### What to produce
Scan the records below and copy every line that contains the string "coffee".
*** Opening of Listed records ***
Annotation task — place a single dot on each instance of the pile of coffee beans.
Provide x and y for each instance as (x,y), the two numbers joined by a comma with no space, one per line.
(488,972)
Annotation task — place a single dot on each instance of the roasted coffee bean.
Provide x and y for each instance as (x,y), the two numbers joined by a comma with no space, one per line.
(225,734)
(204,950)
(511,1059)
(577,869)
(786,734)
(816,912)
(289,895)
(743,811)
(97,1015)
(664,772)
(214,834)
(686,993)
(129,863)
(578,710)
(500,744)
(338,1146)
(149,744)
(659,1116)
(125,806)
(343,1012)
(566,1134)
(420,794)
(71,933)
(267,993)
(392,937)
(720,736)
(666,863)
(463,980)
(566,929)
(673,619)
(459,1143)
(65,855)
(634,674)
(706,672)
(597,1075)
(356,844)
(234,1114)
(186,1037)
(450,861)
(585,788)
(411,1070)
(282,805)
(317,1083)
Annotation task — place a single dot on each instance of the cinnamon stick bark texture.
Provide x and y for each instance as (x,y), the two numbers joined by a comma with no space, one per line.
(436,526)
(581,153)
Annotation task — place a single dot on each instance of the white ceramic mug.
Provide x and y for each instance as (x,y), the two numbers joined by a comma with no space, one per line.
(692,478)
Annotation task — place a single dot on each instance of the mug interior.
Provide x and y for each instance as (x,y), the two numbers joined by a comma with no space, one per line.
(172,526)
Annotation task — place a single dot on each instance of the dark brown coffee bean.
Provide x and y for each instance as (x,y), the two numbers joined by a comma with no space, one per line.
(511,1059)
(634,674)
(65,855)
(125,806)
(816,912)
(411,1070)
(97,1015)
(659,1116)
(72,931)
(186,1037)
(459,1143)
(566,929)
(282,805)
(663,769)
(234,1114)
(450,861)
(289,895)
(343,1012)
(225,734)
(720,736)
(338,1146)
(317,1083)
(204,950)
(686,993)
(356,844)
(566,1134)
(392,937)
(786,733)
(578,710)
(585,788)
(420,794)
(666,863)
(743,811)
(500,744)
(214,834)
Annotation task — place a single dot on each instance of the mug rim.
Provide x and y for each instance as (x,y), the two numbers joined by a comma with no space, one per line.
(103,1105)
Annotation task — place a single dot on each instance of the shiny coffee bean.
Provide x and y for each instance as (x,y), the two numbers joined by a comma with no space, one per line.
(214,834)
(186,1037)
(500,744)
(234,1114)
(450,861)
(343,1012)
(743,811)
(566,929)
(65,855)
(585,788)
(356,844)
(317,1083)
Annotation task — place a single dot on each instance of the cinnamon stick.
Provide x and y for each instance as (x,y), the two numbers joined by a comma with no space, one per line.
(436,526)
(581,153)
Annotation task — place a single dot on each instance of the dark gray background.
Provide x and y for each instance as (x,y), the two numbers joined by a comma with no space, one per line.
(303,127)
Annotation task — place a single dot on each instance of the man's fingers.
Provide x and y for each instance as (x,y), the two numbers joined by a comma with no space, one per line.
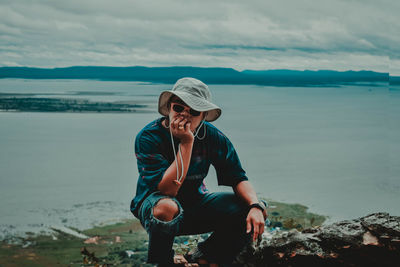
*** Close of Listed records ***
### Exercise solution
Annotation task — place a single dot on each instance of the pile of coffee beans.
Annotation task — place a single dot on each instance of the roasted coffee bean.
Annotation task — place a single dot on each instance of the dark brown coffee bean.
Annotation task — place a single dot on each instance of the shiny coffee bean.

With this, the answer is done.